## Exercise aim
Please reproduce every line of the entries below, everything from the line containing "the tiger chin." down to the line containing "[25,86,42,104]", both ends included. Shift each bounding box coordinate up by 89 and leave all other text unchanged.
****
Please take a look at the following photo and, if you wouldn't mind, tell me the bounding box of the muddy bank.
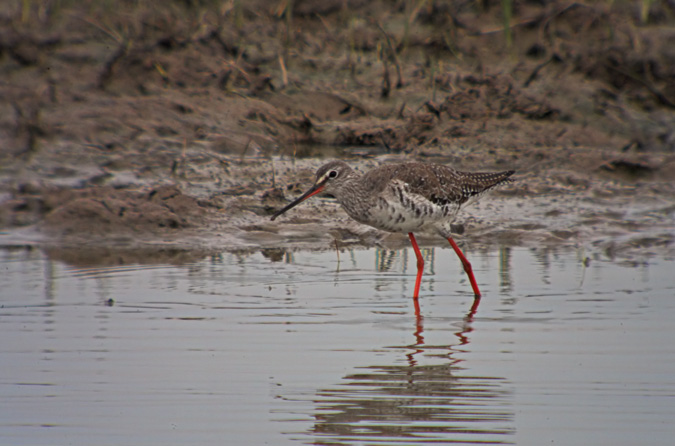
[0,1,675,256]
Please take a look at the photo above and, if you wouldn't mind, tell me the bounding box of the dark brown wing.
[365,163,514,206]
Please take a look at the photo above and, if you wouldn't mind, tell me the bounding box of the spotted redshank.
[272,161,514,310]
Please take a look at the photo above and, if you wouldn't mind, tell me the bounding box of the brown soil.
[0,0,675,262]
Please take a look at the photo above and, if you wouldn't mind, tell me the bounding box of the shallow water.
[0,248,675,445]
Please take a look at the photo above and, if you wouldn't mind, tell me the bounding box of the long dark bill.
[270,184,323,220]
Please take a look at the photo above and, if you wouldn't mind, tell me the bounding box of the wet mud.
[0,1,675,257]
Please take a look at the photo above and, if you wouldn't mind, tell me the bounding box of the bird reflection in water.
[308,290,514,445]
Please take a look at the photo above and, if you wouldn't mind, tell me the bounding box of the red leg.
[408,232,424,304]
[448,237,480,298]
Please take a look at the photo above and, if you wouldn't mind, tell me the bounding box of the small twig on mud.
[375,21,403,88]
[398,102,405,119]
[523,54,560,87]
[279,54,288,88]
[380,46,391,98]
[378,132,392,153]
[68,13,125,43]
[604,63,675,108]
[239,137,253,161]
[96,41,131,90]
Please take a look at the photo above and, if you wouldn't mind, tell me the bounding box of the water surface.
[0,248,675,445]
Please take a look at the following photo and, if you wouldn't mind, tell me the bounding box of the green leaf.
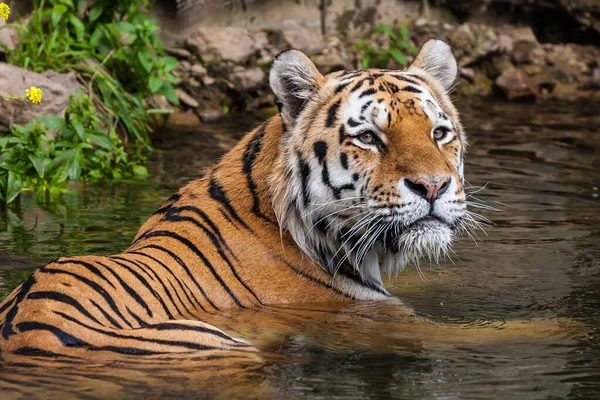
[6,171,23,203]
[29,154,46,179]
[69,151,81,181]
[148,74,163,93]
[69,14,85,42]
[133,165,148,179]
[146,108,173,114]
[69,118,85,142]
[35,117,67,132]
[88,132,114,150]
[137,51,155,73]
[161,56,177,72]
[52,4,67,26]
[88,5,102,22]
[390,49,408,66]
[159,82,179,105]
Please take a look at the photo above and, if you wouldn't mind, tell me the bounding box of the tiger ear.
[410,39,458,92]
[269,50,324,126]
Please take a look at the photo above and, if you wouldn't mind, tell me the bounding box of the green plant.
[0,92,148,203]
[350,25,418,68]
[8,0,178,148]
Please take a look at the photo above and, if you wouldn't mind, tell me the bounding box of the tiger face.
[270,40,466,294]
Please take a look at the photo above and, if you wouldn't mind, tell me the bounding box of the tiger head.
[269,40,466,294]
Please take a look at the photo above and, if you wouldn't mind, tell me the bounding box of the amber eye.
[433,127,448,141]
[358,131,377,144]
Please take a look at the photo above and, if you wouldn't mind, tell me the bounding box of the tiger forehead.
[326,70,454,131]
[334,69,429,97]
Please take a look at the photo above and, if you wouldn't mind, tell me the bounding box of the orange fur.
[0,39,464,354]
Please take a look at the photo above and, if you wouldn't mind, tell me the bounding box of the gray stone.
[496,68,537,100]
[0,63,80,132]
[0,19,18,54]
[175,89,200,108]
[190,64,207,78]
[275,19,325,56]
[187,26,257,64]
[165,47,192,60]
[231,67,265,90]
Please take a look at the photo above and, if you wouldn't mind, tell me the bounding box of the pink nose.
[404,178,450,203]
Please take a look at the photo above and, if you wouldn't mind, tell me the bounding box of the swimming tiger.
[0,40,466,354]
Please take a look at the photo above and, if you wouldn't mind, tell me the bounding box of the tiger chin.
[0,40,466,355]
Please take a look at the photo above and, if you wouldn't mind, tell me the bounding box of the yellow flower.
[0,3,10,21]
[25,86,42,104]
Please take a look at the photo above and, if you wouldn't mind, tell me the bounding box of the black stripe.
[348,117,362,128]
[400,86,423,93]
[27,291,102,325]
[391,74,419,86]
[297,152,310,207]
[109,256,176,319]
[146,322,235,342]
[360,100,373,114]
[358,88,377,99]
[335,81,352,94]
[98,260,153,318]
[325,100,342,128]
[340,152,348,169]
[90,299,123,329]
[338,124,346,144]
[54,311,216,350]
[2,276,36,340]
[53,259,115,289]
[17,321,89,347]
[138,244,219,312]
[242,122,272,222]
[166,206,238,260]
[141,230,244,308]
[128,251,199,315]
[208,170,254,232]
[125,306,148,328]
[38,267,131,326]
[164,214,262,304]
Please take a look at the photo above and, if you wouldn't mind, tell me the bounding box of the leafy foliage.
[0,93,148,203]
[8,0,178,148]
[350,25,418,68]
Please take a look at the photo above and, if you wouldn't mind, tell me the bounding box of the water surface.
[0,100,600,399]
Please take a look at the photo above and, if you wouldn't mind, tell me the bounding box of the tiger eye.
[433,128,448,140]
[358,132,376,144]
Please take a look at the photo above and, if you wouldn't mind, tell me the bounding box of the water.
[0,100,600,399]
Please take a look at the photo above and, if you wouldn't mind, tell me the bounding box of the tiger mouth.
[376,215,454,253]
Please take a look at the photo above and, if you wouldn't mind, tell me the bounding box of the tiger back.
[0,40,466,354]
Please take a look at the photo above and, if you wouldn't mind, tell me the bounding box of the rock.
[273,19,325,57]
[231,67,265,90]
[504,26,540,64]
[0,18,18,54]
[198,107,225,122]
[0,63,80,132]
[175,88,200,108]
[186,26,257,64]
[165,47,192,60]
[311,53,351,74]
[202,75,215,86]
[190,64,207,78]
[146,94,175,111]
[496,68,537,100]
[559,0,600,32]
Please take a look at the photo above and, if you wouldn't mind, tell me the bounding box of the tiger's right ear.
[269,50,324,127]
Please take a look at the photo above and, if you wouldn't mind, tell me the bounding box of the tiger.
[0,39,467,355]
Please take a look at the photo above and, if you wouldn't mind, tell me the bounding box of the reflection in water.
[0,101,600,399]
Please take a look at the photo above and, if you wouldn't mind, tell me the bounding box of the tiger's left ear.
[269,50,324,127]
[409,39,458,92]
****
## Response to this exercise
Please take a look at the photo above and, if you wouldn't mind, tell me the bounding box of the tiger chin.
[89,129,555,444]
Please take a look at the photo above and, if you wouldn't mind, tell me the bounding box of the yellow flower.
[89,92,99,110]
[114,175,131,193]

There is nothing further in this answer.